§ Description of the task
List every line in the records below that contains the word "paper".

────────────────────

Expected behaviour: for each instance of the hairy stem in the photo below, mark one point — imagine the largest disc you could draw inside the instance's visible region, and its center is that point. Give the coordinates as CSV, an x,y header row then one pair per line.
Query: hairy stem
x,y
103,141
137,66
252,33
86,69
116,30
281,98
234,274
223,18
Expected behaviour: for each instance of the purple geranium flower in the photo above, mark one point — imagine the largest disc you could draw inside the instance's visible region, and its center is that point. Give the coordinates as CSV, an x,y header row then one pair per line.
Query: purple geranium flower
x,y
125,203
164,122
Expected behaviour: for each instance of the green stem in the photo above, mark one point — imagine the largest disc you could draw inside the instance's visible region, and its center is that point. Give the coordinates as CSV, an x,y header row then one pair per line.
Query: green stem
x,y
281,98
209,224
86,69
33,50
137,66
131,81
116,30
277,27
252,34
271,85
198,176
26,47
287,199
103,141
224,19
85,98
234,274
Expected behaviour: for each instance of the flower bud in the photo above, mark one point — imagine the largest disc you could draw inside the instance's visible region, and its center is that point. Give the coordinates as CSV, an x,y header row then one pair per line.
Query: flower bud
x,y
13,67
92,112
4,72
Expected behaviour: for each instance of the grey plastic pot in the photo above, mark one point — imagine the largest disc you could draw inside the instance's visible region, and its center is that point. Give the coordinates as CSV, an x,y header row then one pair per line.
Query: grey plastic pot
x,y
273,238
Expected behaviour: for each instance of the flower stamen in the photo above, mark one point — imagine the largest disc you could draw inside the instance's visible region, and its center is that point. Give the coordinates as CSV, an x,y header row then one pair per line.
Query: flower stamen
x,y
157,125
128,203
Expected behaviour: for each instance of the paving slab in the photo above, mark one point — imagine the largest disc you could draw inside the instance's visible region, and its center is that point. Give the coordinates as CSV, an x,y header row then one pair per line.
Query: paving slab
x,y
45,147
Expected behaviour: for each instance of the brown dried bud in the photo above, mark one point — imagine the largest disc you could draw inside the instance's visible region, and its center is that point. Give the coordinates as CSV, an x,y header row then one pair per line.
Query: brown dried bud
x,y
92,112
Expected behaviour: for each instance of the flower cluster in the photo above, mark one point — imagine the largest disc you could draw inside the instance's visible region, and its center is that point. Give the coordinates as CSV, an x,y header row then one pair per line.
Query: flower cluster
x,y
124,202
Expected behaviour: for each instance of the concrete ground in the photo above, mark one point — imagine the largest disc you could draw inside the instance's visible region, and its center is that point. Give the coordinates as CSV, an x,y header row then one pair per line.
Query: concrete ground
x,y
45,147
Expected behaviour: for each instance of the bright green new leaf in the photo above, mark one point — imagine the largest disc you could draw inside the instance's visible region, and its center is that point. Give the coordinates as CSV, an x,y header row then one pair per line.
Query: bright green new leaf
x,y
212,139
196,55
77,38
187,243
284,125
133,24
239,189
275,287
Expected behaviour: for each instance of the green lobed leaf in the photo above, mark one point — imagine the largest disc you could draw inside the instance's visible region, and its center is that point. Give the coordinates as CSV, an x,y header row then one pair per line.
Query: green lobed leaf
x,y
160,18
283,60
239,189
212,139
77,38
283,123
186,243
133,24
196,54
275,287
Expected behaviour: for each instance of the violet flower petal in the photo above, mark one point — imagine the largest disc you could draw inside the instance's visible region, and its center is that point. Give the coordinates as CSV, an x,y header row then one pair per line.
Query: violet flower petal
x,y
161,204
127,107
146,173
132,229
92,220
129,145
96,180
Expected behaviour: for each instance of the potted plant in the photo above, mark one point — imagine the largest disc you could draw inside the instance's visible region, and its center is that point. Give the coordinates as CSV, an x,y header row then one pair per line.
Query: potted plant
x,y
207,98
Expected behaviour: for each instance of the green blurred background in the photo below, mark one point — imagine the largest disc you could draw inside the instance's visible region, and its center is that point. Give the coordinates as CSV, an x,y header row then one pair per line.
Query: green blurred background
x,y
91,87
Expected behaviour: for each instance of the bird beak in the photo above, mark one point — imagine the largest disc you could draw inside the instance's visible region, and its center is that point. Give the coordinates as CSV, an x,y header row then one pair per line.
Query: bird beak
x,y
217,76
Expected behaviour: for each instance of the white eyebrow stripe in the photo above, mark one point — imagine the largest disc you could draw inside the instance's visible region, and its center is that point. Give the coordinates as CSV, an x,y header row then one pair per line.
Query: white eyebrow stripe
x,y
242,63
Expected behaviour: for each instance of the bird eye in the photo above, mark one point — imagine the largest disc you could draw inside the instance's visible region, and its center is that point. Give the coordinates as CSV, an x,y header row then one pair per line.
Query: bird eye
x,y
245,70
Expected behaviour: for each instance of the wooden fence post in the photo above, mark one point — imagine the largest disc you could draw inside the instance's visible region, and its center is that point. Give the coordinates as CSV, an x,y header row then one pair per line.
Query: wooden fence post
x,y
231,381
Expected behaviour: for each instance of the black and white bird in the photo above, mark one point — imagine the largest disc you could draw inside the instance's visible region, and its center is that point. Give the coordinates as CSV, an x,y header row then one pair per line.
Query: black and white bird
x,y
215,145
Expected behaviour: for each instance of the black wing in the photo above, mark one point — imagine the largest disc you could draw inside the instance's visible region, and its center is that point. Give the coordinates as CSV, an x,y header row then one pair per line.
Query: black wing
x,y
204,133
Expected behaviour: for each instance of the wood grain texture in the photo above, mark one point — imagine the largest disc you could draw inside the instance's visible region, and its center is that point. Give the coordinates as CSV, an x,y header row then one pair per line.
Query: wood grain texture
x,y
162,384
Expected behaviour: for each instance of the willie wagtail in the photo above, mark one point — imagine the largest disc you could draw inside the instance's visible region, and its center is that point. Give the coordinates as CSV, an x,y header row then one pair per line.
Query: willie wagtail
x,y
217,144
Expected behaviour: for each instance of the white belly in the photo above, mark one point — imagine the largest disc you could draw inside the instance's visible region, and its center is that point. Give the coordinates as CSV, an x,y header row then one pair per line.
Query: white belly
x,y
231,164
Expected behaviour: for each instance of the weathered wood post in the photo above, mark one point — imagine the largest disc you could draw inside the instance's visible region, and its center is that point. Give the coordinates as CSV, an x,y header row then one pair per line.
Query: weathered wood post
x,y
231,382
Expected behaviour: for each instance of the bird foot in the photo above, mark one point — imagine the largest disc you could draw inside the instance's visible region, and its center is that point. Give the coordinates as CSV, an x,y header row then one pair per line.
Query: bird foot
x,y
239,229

────────────────────

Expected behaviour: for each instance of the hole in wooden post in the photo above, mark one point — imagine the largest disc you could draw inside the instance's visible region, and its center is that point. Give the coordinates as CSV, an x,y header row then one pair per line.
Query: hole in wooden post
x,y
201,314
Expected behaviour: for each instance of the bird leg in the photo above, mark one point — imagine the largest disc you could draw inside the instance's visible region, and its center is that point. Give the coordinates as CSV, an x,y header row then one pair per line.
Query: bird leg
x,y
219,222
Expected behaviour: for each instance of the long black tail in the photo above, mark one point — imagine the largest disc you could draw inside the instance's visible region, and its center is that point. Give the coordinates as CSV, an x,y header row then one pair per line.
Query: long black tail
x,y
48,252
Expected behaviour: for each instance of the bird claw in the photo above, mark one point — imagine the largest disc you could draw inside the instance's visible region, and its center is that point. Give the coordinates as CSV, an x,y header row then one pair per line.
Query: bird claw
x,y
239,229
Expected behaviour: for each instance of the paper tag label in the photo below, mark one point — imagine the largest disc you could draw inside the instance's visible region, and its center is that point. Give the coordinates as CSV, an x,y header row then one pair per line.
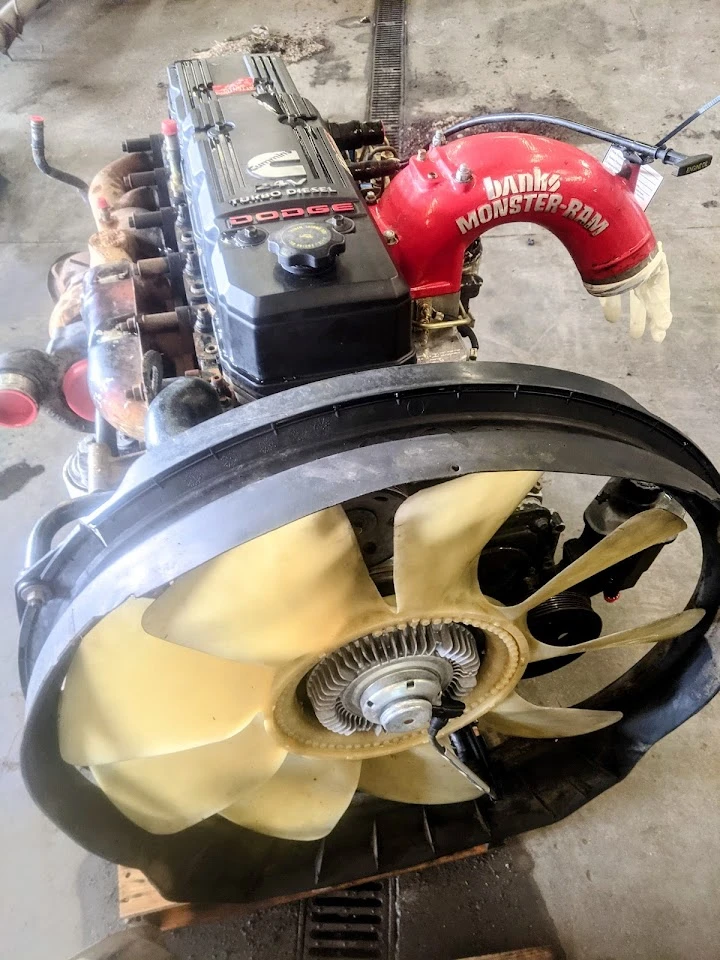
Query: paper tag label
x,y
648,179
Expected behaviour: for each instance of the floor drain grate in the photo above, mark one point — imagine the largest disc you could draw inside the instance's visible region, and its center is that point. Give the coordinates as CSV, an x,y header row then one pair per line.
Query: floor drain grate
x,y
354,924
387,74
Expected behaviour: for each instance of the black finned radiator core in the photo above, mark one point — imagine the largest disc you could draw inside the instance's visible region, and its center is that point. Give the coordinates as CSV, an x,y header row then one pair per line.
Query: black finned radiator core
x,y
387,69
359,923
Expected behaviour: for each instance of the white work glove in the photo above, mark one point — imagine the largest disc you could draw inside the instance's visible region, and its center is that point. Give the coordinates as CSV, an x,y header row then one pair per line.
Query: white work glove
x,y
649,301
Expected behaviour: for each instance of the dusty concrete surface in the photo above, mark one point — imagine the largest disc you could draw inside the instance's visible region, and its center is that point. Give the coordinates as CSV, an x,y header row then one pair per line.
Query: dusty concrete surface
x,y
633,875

────────────────────

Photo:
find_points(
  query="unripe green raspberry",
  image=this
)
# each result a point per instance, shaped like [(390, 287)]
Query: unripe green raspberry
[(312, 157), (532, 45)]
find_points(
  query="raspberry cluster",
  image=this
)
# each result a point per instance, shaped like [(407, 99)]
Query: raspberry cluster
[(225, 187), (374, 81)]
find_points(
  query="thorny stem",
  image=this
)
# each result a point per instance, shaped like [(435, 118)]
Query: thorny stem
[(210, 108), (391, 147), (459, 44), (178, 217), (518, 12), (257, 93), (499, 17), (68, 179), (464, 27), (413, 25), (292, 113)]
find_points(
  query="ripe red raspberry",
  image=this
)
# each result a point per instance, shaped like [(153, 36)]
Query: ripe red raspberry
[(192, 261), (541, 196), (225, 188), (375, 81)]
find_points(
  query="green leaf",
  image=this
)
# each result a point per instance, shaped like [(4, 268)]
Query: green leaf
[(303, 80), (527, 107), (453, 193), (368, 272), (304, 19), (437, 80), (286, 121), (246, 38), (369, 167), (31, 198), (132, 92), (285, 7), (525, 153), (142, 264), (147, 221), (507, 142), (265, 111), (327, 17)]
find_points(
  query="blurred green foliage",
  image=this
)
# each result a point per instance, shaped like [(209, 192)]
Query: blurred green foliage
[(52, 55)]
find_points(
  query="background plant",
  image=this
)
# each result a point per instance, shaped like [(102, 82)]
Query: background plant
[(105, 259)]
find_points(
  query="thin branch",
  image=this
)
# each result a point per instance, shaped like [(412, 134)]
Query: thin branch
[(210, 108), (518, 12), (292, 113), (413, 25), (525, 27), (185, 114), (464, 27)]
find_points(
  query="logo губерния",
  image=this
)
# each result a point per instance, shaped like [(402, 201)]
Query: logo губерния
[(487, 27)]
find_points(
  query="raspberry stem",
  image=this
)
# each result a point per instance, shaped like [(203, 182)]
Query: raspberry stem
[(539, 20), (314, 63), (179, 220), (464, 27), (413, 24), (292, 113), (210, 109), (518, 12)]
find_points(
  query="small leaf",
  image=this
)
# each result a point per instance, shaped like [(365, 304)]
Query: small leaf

────────────────────

§ Task result
Expected behaviour: for each instance of the paper tag label in the photo below, mark one point — imagine the largest disc you could draw inside the instance's visible region, and its center is that point. Give the coordinates as CSV, an x,y header row then one pair per line.
Query: paper tag label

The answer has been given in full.